▶ _Work instruction_
Print the listing below again, exactly. Skip the pictures.

──────────

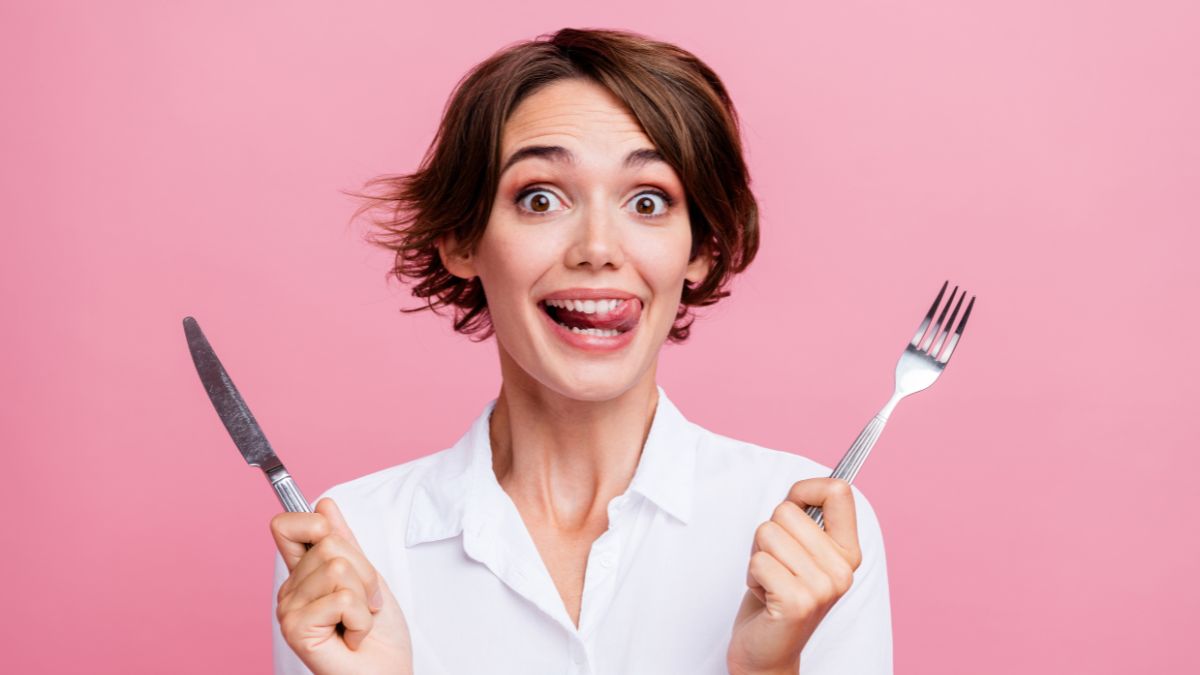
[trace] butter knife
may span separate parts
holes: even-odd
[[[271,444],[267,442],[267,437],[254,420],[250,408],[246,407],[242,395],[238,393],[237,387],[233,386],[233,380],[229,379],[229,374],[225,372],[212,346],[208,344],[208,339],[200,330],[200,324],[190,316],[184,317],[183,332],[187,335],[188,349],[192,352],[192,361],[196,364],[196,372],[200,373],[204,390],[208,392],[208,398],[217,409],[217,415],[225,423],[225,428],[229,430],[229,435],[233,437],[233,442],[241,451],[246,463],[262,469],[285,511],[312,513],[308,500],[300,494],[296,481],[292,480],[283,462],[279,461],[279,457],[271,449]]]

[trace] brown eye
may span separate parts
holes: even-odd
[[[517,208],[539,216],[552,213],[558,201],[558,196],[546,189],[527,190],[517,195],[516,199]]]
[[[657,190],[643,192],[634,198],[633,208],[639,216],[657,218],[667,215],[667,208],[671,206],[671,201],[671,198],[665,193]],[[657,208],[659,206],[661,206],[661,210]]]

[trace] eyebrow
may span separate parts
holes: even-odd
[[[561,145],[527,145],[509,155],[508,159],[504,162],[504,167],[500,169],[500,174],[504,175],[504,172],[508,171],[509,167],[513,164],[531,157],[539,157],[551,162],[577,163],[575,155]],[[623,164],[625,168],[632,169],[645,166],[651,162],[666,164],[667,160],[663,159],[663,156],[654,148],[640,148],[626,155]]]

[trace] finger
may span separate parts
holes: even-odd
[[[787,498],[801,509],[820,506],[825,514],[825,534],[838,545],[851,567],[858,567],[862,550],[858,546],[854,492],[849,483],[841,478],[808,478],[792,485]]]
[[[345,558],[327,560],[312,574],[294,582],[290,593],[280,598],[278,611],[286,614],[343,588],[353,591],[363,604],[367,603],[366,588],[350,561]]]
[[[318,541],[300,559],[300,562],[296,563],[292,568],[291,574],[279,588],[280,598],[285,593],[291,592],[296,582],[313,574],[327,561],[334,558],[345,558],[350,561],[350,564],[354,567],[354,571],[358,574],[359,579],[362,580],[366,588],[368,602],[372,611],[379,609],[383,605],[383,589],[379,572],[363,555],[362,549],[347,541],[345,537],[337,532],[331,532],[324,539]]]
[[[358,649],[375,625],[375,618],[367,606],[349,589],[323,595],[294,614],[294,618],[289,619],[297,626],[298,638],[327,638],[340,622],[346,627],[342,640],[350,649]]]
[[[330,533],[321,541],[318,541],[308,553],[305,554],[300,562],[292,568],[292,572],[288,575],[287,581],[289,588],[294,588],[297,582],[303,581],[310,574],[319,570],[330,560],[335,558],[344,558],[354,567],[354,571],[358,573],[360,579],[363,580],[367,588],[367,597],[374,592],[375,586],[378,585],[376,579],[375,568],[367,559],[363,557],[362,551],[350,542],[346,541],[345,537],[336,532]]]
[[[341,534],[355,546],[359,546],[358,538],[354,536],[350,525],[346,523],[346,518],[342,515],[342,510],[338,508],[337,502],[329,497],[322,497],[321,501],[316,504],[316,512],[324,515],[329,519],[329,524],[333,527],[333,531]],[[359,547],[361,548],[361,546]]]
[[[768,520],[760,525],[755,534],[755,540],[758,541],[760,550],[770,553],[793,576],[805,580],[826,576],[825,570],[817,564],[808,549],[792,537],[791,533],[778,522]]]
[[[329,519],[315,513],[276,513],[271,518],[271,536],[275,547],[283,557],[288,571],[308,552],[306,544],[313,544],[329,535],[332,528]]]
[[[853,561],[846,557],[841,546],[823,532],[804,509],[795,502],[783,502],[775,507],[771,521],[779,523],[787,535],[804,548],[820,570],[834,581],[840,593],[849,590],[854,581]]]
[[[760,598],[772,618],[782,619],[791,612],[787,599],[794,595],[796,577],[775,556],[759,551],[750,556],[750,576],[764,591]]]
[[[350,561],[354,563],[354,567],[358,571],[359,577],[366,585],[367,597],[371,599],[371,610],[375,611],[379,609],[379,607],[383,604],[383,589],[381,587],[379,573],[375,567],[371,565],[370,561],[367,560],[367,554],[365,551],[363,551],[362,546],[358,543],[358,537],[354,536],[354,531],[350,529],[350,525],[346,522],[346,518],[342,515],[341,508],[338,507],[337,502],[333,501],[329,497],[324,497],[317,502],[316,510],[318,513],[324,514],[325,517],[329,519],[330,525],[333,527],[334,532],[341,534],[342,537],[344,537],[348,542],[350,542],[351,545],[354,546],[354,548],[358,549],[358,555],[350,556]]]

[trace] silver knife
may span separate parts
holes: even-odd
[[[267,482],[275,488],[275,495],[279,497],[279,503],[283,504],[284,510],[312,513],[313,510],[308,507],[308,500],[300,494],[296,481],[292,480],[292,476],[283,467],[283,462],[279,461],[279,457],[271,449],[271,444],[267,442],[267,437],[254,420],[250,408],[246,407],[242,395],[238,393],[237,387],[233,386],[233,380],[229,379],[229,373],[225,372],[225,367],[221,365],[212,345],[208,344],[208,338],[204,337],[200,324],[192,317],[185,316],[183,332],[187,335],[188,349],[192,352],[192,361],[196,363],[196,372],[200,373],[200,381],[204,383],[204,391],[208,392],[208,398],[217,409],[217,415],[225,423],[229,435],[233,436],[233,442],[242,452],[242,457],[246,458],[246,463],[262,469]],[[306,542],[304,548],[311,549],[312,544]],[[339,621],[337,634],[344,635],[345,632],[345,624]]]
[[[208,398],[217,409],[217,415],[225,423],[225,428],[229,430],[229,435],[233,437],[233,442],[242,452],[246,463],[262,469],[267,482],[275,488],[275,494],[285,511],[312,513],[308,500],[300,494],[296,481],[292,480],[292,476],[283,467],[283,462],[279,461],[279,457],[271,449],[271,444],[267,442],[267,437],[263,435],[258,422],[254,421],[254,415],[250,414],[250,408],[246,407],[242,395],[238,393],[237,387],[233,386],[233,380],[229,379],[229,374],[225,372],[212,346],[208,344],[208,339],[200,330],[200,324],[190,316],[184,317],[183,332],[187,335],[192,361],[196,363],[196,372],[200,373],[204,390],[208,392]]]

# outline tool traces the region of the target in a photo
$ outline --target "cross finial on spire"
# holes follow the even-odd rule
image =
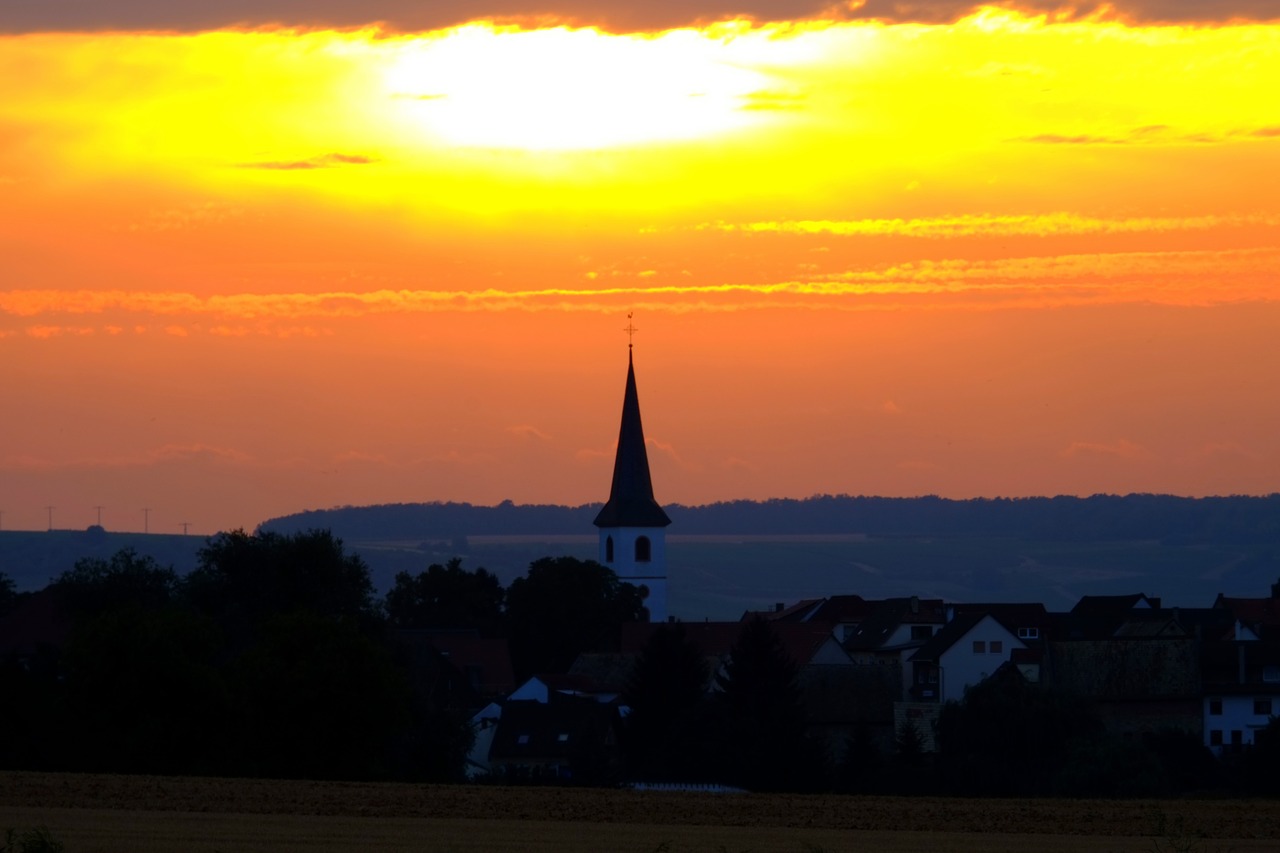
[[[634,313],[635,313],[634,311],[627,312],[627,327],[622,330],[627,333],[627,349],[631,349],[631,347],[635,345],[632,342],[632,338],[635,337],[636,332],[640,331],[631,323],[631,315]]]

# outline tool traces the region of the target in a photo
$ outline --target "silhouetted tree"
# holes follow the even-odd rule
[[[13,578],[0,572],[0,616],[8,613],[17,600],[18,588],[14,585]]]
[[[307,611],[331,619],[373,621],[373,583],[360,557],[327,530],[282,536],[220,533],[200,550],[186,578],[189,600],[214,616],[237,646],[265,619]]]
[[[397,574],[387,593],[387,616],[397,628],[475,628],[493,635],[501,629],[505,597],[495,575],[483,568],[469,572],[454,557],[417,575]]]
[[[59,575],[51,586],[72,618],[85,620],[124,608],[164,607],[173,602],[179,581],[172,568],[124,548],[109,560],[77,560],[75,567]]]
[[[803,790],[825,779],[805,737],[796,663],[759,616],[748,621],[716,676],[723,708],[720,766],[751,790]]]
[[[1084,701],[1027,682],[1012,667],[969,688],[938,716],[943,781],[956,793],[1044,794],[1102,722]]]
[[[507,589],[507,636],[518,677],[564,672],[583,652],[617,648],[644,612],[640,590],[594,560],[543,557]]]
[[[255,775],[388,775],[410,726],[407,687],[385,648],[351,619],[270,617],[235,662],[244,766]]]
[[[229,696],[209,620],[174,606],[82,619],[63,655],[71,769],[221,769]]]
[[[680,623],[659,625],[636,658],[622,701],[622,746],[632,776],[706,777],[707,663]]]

──────────

▶ _Expected answer_
[trace] butter knife
may span separate parts
holes: even-odd
[[[271,444],[267,442],[267,437],[254,420],[250,408],[246,407],[242,395],[238,393],[237,387],[233,386],[233,380],[229,379],[229,374],[225,372],[212,346],[208,344],[208,339],[200,330],[200,324],[190,316],[184,317],[183,332],[187,335],[188,349],[192,352],[192,361],[196,364],[196,372],[200,373],[204,390],[208,392],[208,398],[217,409],[217,415],[225,423],[225,428],[229,430],[229,435],[233,437],[233,442],[241,451],[246,463],[262,469],[285,511],[312,513],[308,500],[300,494],[296,481],[292,480],[283,462],[279,461],[279,457],[271,449]]]

[trace] brown eye
may span separate parts
holes: even-odd
[[[517,208],[539,216],[552,213],[558,201],[558,196],[546,189],[527,190],[517,195],[516,199]]]
[[[657,190],[643,192],[634,198],[633,208],[639,216],[657,218],[667,215],[667,208],[671,206],[671,201],[671,198],[665,193]],[[657,208],[659,206],[661,206],[661,210]]]

[trace] eyebrow
may span separate parts
holes: even-odd
[[[561,145],[527,145],[509,155],[508,159],[504,162],[504,167],[500,169],[500,174],[504,175],[504,172],[508,171],[509,167],[513,164],[531,157],[539,157],[551,162],[577,163],[575,155]],[[623,164],[625,168],[632,169],[645,166],[651,162],[666,164],[667,160],[663,159],[663,156],[654,148],[640,148],[626,155]]]

[trace] finger
may span separate parts
holes: even-odd
[[[787,498],[801,509],[820,506],[825,514],[825,534],[838,545],[851,567],[858,567],[862,550],[858,546],[854,492],[849,483],[841,478],[808,478],[792,485]]]
[[[345,558],[327,560],[312,574],[294,582],[290,593],[280,598],[278,611],[286,614],[343,588],[353,591],[363,604],[367,603],[366,588],[350,561]]]
[[[318,541],[300,559],[300,562],[296,563],[292,568],[291,574],[279,588],[280,598],[285,593],[291,592],[296,582],[313,574],[327,561],[334,558],[345,558],[350,561],[350,564],[354,567],[354,571],[358,574],[359,579],[362,580],[366,588],[368,602],[372,611],[379,609],[383,605],[383,589],[379,572],[363,555],[362,549],[347,541],[345,537],[337,532],[331,532],[324,539]]]
[[[358,649],[375,625],[375,618],[367,606],[349,589],[323,595],[294,614],[294,618],[289,619],[297,626],[298,638],[327,638],[340,622],[346,627],[342,640],[350,649]]]
[[[330,533],[321,541],[318,541],[308,553],[305,554],[300,562],[292,568],[292,572],[288,575],[287,581],[289,588],[294,588],[297,582],[303,581],[310,574],[319,570],[330,560],[335,558],[344,558],[354,567],[354,571],[358,573],[360,579],[363,580],[367,588],[367,597],[374,592],[375,586],[378,585],[376,579],[375,568],[367,559],[363,557],[362,551],[350,542],[346,541],[345,537],[336,532]]]
[[[341,534],[355,546],[359,546],[358,538],[354,536],[350,525],[346,523],[346,518],[342,515],[342,510],[338,508],[337,502],[329,497],[322,497],[321,501],[316,504],[316,512],[324,515],[329,519],[329,524],[333,527],[333,531]],[[359,547],[361,548],[361,546]]]
[[[768,520],[760,525],[755,534],[755,540],[758,541],[760,550],[770,553],[793,576],[805,580],[826,576],[825,570],[817,564],[808,549],[792,537],[791,533],[778,522]]]
[[[329,519],[315,513],[276,513],[271,518],[271,536],[275,547],[283,557],[288,571],[308,552],[306,544],[313,544],[329,535],[332,528]]]
[[[853,561],[846,557],[841,546],[823,532],[804,509],[795,502],[783,502],[775,507],[771,521],[779,523],[787,535],[804,548],[820,570],[834,581],[840,593],[849,590],[854,581]]]
[[[760,598],[772,618],[782,619],[791,612],[787,599],[794,595],[796,577],[775,556],[759,551],[750,556],[750,576],[764,591]]]
[[[350,561],[354,563],[354,567],[358,571],[359,577],[366,585],[367,597],[371,599],[371,610],[375,611],[379,609],[379,607],[383,604],[383,589],[381,587],[379,573],[375,567],[371,565],[370,561],[367,560],[367,554],[365,551],[363,551],[362,546],[358,543],[358,537],[354,536],[354,531],[350,529],[350,525],[346,522],[346,518],[342,515],[341,508],[338,507],[337,502],[333,501],[329,497],[324,497],[317,502],[316,510],[318,513],[324,514],[325,517],[329,519],[330,525],[333,527],[334,532],[341,534],[342,537],[344,537],[348,542],[350,542],[351,545],[354,546],[354,548],[358,549],[358,555],[350,556]]]

[trace] silver knife
may span separate parts
holes: even-odd
[[[267,482],[275,488],[275,495],[279,497],[279,503],[283,504],[284,510],[312,513],[313,510],[308,507],[308,500],[300,494],[296,481],[292,480],[292,476],[283,467],[283,462],[279,461],[279,457],[271,449],[271,444],[267,442],[267,437],[254,420],[250,408],[246,407],[242,395],[238,393],[237,387],[233,386],[233,380],[229,379],[229,373],[225,372],[225,367],[221,365],[212,345],[208,344],[208,338],[204,337],[200,324],[192,317],[185,316],[183,332],[187,335],[188,349],[192,352],[192,361],[196,363],[196,372],[200,373],[200,381],[204,383],[204,391],[208,392],[208,398],[217,409],[217,415],[225,423],[229,435],[233,436],[233,442],[242,452],[242,457],[246,458],[246,463],[262,469]],[[306,542],[304,548],[311,549],[312,544]],[[339,621],[337,634],[344,635],[345,632],[345,624]]]
[[[208,398],[217,409],[217,415],[225,423],[225,428],[229,430],[229,435],[233,437],[233,442],[242,452],[246,463],[262,469],[267,482],[275,488],[275,494],[285,511],[312,513],[308,500],[300,494],[296,481],[292,480],[292,476],[283,467],[283,462],[279,461],[279,457],[271,449],[271,444],[267,442],[267,437],[263,435],[258,422],[254,421],[254,415],[250,414],[250,408],[246,407],[242,395],[238,393],[237,387],[233,386],[233,380],[229,379],[229,374],[225,372],[212,346],[208,344],[208,339],[200,330],[200,324],[190,316],[184,317],[183,332],[187,335],[192,361],[196,363],[196,372],[200,373],[204,390],[208,392]]]

# outline tool traces the region of the target in a photo
$ outline --target "cross finial on spire"
# holes follow the even-odd rule
image =
[[[634,313],[635,313],[634,311],[627,312],[627,327],[622,330],[627,333],[627,349],[631,349],[631,347],[635,345],[632,342],[632,338],[635,337],[636,332],[640,331],[631,323],[631,315]]]

# outline tool traces the region of the target in a photo
$ outline --target "silhouetted tree"
# holes follow the even-odd rule
[[[13,578],[0,572],[0,616],[8,613],[17,600],[18,588],[14,585]]]
[[[307,611],[331,619],[373,621],[373,583],[360,557],[327,530],[282,536],[220,533],[200,550],[186,578],[189,600],[214,616],[237,646],[265,619]]]
[[[397,574],[387,593],[387,616],[397,628],[475,628],[493,635],[501,629],[505,597],[495,575],[483,568],[469,572],[454,557],[417,575]]]
[[[59,575],[51,586],[72,618],[85,620],[124,608],[164,607],[173,602],[179,581],[172,568],[124,548],[109,560],[77,560],[75,567]]]
[[[803,790],[825,779],[805,737],[796,663],[759,616],[748,621],[716,676],[723,708],[720,766],[751,790]]]
[[[1084,701],[1027,682],[1012,667],[969,688],[938,716],[943,781],[956,793],[1044,794],[1102,722]]]
[[[507,589],[507,636],[518,677],[564,672],[583,652],[617,648],[644,612],[640,590],[594,560],[543,557]]]
[[[255,775],[388,775],[410,726],[407,687],[385,648],[351,619],[270,617],[235,662],[244,766]]]
[[[229,696],[209,620],[174,606],[82,619],[63,655],[71,769],[221,769]]]
[[[680,623],[659,625],[636,658],[622,701],[622,746],[632,776],[706,777],[707,663]]]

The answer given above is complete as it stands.